Segmentation labeling rows
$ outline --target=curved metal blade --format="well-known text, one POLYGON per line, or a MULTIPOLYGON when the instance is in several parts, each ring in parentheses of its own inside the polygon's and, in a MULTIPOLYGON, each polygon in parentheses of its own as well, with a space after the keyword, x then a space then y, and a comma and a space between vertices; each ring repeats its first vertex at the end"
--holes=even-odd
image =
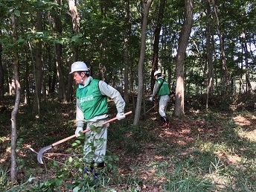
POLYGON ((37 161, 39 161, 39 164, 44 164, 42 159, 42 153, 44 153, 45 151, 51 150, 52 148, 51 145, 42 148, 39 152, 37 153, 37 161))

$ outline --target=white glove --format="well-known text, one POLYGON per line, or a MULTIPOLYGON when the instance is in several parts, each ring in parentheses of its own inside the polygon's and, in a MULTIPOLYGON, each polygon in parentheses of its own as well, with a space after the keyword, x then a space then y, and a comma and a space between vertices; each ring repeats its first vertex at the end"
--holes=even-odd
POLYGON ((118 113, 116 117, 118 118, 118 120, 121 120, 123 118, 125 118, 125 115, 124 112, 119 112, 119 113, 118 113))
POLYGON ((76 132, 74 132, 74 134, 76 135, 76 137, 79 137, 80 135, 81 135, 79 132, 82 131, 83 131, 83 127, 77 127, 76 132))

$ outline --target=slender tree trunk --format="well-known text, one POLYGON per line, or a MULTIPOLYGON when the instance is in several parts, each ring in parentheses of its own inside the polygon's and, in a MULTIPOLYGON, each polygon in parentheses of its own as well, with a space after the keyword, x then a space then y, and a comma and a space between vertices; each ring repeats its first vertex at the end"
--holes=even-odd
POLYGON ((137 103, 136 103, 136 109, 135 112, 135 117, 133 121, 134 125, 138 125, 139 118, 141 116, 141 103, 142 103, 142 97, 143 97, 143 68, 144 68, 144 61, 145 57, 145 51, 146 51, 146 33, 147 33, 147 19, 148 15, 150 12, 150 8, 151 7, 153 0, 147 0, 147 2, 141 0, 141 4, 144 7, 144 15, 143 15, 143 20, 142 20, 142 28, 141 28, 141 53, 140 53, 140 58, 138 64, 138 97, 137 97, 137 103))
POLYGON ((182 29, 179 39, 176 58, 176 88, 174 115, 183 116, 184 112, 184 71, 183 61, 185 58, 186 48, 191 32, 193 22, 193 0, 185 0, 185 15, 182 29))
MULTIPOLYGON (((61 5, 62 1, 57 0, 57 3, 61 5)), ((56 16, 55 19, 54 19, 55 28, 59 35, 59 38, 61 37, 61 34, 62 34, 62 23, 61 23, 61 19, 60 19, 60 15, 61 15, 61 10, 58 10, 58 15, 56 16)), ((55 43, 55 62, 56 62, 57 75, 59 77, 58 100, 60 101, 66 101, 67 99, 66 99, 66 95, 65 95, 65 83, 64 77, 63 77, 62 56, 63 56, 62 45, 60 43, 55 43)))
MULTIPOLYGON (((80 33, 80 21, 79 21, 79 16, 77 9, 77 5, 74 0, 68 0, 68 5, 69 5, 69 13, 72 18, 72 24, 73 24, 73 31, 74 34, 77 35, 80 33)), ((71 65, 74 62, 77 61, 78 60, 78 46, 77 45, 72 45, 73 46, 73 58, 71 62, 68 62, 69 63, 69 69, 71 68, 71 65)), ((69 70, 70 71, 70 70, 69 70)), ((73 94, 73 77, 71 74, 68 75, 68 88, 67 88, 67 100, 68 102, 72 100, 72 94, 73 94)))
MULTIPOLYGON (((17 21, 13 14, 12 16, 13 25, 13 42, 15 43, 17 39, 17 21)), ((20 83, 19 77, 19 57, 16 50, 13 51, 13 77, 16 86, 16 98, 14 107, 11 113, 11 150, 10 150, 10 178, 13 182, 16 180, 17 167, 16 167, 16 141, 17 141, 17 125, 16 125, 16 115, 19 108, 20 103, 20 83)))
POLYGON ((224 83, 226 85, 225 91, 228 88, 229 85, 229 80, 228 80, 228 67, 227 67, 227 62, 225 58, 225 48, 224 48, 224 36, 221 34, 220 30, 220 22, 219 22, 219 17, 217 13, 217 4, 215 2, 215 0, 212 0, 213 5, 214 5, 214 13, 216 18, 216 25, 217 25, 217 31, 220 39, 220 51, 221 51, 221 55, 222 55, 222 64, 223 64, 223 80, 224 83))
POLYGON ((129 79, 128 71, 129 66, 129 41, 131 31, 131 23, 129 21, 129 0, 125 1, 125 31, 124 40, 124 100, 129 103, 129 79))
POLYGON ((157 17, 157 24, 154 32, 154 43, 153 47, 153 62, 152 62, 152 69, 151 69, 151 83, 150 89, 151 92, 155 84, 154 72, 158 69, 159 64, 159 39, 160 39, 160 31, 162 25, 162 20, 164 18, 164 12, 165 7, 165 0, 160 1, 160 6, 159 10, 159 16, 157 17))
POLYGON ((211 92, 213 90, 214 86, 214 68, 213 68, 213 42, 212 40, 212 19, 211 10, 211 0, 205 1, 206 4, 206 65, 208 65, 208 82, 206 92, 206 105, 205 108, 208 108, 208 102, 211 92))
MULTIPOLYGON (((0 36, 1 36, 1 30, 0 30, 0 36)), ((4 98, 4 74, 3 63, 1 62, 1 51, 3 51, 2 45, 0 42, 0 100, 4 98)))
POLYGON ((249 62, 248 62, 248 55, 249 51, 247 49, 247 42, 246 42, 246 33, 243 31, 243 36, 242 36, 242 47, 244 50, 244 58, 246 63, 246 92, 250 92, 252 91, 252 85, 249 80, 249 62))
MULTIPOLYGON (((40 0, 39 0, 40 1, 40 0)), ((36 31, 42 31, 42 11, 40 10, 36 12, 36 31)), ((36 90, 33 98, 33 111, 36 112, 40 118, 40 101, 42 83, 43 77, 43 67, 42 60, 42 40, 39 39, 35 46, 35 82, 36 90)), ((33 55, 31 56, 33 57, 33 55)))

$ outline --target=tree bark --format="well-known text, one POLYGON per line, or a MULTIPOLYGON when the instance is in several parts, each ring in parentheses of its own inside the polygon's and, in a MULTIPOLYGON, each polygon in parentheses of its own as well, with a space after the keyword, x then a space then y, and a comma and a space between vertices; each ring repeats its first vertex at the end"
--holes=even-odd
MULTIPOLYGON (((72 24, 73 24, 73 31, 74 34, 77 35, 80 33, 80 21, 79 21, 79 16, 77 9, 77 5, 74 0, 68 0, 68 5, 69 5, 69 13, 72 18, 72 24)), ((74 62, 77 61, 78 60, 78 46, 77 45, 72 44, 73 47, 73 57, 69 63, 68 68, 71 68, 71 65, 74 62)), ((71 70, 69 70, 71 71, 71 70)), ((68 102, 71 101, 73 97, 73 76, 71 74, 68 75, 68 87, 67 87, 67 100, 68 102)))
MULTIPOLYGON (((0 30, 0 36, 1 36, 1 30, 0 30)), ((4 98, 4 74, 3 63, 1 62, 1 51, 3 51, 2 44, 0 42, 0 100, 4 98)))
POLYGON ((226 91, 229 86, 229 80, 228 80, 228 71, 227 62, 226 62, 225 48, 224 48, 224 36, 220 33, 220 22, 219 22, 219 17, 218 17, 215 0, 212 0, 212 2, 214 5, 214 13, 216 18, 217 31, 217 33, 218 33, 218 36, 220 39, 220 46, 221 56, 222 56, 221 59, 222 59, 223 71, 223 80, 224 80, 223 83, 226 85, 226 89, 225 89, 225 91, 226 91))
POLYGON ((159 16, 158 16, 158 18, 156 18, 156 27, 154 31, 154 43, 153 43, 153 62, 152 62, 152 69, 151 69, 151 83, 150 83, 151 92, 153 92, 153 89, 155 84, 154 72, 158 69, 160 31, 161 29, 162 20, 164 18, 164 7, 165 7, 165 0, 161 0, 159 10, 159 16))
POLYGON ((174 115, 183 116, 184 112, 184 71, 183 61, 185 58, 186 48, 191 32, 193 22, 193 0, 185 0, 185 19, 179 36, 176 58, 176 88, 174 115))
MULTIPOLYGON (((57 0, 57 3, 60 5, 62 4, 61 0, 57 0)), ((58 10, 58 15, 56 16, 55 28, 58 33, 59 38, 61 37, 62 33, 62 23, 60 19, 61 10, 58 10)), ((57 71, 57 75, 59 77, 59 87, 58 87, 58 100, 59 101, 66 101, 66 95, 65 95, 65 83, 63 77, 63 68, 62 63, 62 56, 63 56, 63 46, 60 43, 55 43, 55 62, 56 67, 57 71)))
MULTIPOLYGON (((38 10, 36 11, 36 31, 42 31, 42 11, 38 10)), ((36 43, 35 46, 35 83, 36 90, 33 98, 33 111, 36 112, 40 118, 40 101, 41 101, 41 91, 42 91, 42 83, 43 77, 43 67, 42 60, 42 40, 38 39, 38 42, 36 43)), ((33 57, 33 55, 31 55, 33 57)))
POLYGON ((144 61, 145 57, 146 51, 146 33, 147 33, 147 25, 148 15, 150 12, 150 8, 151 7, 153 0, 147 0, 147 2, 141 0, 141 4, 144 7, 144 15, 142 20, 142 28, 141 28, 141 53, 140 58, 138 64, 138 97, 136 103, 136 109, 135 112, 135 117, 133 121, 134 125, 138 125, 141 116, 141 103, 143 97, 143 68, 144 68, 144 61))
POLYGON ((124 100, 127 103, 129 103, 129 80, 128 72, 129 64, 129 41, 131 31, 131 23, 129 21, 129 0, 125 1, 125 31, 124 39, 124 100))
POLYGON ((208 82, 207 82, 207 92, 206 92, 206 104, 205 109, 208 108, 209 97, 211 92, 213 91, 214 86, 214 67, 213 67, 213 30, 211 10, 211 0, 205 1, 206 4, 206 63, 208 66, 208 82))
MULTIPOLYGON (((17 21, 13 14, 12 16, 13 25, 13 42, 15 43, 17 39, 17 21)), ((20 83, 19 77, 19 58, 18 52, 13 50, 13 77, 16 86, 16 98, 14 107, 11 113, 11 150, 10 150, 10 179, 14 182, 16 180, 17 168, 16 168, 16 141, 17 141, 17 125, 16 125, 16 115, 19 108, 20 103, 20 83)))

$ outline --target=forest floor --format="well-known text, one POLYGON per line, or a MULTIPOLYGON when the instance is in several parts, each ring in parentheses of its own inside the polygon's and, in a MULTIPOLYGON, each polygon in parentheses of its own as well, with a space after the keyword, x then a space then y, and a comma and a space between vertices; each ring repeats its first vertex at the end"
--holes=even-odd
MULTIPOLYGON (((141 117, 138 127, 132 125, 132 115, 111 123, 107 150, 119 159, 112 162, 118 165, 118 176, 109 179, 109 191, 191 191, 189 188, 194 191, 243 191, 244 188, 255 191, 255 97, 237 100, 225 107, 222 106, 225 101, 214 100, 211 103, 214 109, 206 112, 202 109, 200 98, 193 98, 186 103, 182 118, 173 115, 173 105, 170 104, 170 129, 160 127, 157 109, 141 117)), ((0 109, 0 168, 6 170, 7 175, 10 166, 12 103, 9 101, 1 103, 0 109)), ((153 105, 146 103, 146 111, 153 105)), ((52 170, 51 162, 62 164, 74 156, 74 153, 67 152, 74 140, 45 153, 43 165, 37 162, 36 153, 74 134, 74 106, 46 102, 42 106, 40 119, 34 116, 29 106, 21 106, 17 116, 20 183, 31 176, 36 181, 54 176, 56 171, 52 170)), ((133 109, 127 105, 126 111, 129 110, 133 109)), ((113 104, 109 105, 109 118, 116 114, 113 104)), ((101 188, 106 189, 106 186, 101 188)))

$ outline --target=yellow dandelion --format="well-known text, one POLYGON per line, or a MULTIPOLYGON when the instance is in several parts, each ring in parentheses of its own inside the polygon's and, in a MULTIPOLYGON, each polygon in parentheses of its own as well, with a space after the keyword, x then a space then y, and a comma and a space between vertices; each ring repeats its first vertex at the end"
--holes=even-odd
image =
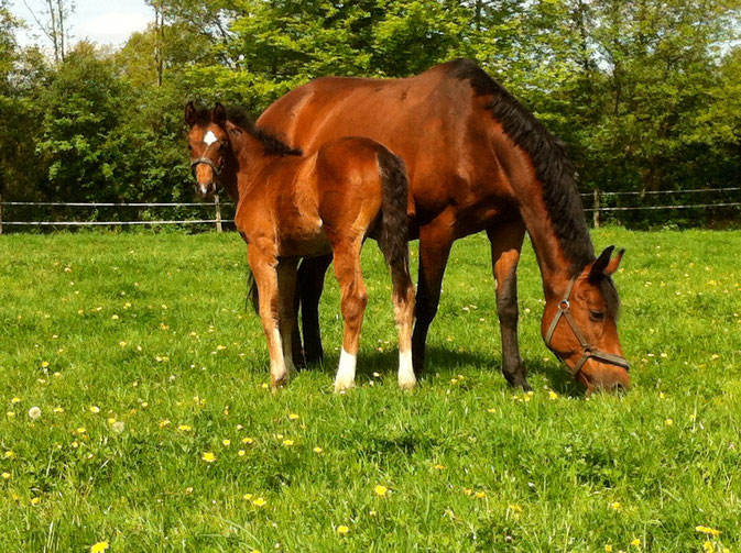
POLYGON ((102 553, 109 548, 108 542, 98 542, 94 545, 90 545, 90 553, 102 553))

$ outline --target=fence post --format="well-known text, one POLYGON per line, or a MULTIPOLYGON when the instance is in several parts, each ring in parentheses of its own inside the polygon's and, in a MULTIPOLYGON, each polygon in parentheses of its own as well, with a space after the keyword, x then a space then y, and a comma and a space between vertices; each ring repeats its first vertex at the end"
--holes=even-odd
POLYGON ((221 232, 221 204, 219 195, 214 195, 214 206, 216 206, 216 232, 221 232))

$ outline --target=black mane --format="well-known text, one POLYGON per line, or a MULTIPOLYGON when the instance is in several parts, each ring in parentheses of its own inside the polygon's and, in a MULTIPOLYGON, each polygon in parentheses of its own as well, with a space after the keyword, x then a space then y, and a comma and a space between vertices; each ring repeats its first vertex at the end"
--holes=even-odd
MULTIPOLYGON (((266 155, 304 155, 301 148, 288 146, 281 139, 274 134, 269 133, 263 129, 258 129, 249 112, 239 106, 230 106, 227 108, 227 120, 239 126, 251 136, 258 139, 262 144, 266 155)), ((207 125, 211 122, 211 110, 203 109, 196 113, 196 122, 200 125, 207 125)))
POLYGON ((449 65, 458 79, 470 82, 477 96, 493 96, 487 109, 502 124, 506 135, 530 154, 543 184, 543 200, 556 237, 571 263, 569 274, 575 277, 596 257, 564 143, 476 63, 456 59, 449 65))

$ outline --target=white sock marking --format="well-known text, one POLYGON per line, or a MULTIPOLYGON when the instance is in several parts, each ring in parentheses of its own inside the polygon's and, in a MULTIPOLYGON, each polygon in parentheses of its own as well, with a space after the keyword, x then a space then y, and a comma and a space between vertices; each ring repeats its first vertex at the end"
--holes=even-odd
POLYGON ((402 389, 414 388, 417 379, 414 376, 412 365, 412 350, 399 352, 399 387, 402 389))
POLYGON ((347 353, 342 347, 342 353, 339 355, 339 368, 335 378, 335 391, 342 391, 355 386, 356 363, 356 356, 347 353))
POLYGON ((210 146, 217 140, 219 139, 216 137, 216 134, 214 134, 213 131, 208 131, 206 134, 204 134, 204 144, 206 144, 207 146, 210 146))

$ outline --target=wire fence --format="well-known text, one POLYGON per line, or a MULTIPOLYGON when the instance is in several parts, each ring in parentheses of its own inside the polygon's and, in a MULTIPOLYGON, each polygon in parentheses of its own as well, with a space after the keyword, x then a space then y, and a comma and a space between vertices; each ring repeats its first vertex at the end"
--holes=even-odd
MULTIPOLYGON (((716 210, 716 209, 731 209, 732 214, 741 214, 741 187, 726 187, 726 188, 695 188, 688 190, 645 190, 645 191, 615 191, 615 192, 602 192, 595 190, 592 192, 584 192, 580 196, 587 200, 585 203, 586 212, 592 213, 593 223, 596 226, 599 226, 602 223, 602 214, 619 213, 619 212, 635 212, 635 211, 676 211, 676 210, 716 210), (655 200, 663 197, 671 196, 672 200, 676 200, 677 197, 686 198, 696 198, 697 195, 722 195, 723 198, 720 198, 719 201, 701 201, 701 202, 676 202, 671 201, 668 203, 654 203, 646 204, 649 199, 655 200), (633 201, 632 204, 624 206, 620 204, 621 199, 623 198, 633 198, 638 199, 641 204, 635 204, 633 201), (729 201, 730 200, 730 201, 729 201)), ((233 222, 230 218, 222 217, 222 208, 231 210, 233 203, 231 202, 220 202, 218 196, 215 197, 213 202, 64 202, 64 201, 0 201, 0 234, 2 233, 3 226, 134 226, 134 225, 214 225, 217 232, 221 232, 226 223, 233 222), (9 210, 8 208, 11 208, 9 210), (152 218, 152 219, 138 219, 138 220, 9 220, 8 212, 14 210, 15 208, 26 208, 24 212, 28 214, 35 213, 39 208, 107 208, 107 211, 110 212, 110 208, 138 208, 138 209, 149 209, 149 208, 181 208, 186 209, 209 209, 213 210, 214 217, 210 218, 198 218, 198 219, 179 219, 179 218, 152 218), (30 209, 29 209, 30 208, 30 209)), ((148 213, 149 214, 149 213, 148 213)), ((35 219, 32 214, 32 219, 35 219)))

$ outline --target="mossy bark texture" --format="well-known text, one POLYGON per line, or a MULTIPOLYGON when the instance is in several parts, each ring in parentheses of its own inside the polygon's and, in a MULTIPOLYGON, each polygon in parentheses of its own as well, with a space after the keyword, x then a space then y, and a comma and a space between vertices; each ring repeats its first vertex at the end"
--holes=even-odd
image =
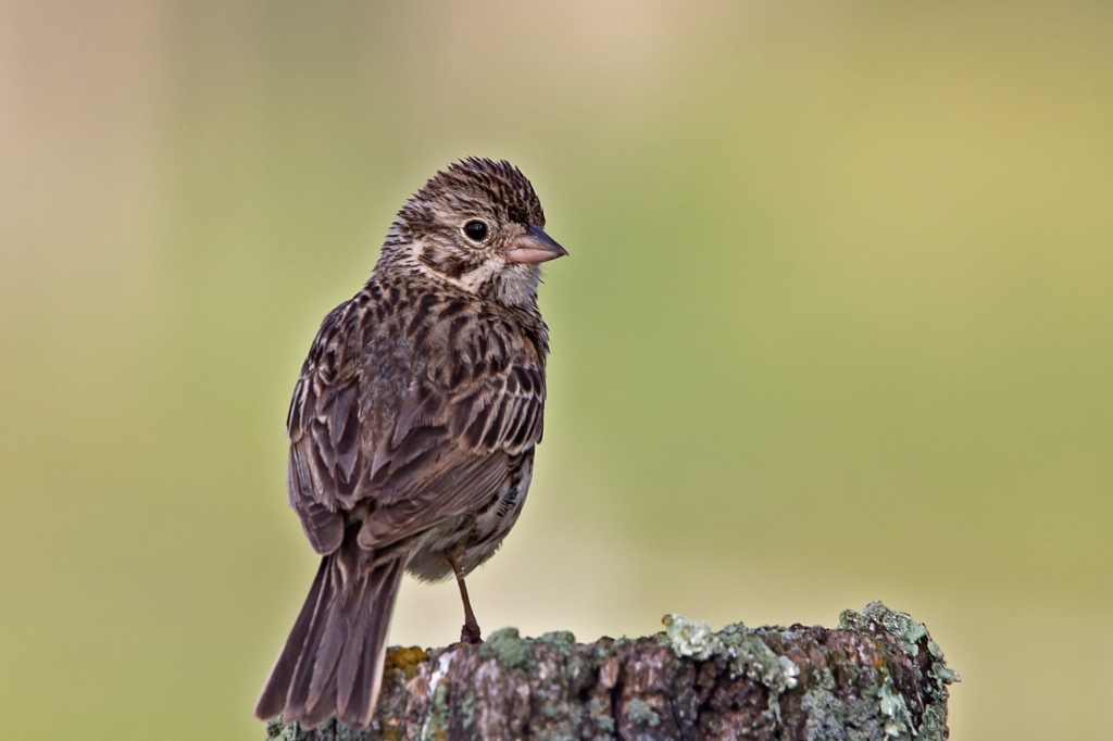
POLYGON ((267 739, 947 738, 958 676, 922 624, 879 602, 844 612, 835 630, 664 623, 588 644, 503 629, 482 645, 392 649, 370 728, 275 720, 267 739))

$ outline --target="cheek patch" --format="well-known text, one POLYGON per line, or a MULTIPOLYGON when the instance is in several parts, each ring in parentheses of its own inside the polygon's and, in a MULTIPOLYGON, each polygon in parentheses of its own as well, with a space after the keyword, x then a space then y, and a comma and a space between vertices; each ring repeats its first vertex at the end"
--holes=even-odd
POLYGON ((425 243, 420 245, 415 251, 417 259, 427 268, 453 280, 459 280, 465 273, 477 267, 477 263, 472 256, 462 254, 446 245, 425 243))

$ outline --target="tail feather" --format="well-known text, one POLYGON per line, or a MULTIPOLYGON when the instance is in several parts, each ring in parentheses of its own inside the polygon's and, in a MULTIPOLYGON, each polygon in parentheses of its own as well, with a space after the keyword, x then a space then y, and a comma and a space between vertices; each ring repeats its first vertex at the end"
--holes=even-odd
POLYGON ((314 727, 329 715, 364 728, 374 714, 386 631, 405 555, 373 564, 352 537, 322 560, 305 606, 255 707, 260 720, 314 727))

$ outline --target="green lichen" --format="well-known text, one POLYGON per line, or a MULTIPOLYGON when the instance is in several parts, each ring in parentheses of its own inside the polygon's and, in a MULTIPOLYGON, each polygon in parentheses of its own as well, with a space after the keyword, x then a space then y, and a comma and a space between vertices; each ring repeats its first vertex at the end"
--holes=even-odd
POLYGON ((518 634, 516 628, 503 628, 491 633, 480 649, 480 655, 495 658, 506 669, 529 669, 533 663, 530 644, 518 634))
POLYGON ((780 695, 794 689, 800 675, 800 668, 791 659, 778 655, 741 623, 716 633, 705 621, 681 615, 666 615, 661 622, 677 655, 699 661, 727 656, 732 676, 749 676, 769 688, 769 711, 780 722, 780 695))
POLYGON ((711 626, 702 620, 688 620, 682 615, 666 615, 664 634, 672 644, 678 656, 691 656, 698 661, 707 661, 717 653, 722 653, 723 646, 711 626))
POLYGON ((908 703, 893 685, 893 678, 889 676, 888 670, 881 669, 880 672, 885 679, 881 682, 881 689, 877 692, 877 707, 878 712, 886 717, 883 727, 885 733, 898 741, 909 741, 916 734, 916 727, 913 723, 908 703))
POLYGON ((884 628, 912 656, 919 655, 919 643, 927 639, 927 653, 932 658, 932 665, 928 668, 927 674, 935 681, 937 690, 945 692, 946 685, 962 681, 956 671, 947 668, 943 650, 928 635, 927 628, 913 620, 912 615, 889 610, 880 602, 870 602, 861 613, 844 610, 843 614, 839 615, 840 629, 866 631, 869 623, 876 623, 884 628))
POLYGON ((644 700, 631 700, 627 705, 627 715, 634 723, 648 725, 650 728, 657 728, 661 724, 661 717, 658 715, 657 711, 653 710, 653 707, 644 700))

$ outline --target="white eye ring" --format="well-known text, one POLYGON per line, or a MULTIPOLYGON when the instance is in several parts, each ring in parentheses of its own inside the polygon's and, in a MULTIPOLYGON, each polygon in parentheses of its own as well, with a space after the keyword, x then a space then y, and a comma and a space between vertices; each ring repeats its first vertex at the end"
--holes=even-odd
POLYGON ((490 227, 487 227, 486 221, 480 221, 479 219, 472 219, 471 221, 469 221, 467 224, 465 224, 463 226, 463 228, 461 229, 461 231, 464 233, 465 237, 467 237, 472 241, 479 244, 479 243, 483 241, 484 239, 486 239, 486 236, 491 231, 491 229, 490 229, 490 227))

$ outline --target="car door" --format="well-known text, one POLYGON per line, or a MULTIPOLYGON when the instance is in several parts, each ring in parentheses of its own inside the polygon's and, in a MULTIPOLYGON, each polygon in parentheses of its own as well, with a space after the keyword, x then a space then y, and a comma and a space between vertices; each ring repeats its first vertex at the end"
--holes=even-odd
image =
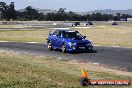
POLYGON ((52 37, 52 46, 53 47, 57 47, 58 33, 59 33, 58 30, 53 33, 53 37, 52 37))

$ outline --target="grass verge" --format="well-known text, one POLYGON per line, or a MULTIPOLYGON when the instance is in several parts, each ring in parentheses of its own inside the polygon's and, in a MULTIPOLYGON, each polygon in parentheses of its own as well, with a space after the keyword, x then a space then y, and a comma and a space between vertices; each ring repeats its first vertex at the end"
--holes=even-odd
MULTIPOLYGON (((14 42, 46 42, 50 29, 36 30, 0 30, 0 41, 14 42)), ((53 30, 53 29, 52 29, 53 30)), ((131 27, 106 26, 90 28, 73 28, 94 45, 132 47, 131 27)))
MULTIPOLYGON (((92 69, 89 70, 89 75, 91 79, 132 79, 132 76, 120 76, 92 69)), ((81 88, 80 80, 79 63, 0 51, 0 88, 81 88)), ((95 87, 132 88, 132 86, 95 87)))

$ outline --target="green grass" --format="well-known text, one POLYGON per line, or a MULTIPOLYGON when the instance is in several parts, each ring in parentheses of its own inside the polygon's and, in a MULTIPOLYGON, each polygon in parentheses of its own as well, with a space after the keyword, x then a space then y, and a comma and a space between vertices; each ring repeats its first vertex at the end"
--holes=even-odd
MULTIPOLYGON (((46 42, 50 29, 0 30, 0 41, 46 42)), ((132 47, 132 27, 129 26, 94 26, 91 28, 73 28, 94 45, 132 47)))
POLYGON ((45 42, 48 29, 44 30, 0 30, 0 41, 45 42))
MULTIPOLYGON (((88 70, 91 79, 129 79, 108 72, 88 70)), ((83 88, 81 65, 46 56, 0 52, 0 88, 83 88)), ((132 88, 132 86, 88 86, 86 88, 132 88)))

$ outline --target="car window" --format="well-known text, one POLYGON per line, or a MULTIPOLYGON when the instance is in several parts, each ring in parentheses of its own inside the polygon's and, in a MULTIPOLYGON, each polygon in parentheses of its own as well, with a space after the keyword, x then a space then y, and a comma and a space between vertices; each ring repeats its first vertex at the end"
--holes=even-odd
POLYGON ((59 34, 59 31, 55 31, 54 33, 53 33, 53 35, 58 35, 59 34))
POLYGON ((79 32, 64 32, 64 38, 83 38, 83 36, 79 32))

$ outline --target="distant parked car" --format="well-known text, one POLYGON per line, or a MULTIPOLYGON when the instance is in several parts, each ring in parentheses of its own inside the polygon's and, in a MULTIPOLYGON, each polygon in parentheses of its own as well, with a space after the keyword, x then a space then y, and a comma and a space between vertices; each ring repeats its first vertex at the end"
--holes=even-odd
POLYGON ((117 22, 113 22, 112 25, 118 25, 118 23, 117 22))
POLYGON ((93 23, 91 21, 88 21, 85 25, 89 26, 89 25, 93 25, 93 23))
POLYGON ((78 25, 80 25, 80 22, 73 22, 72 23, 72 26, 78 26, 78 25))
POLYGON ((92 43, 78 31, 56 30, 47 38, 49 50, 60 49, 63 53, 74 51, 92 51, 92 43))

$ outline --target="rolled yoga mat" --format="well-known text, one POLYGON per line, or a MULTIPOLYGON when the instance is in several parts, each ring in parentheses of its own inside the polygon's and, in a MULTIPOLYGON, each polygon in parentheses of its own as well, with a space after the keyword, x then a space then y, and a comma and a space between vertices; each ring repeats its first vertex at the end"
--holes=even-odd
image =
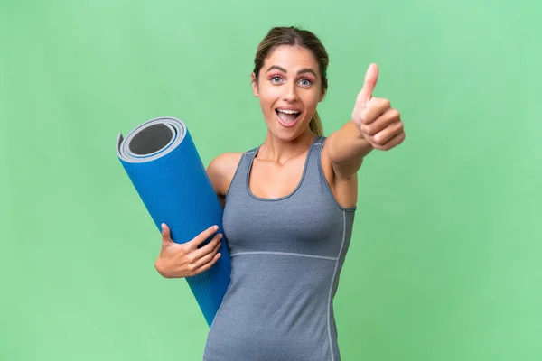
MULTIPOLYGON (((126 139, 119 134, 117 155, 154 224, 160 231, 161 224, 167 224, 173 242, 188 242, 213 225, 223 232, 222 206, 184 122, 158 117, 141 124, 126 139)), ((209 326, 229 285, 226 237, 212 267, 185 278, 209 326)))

**Task to complete:** Copy the rows above without any changes, from the line with "outline --target=white sock" up to and including the line with "POLYGON ((402 389, 414".

**Complete answer:**
$ outline --target=white sock marking --format="well-known text, one POLYGON per line, or a MULTIPOLYGON when the instance is in several parts, each ring in parentheses of its own inside the polygon's and, in a MULTIPOLYGON, each polygon in parentheses of its own as well, with a space after the keyword, x then a space then y, and a comma and a space between vertices; each ring repeats its first vertex at the end"
--holes=even-odd
POLYGON ((402 389, 414 388, 417 379, 414 376, 412 365, 412 350, 399 352, 399 387, 402 389))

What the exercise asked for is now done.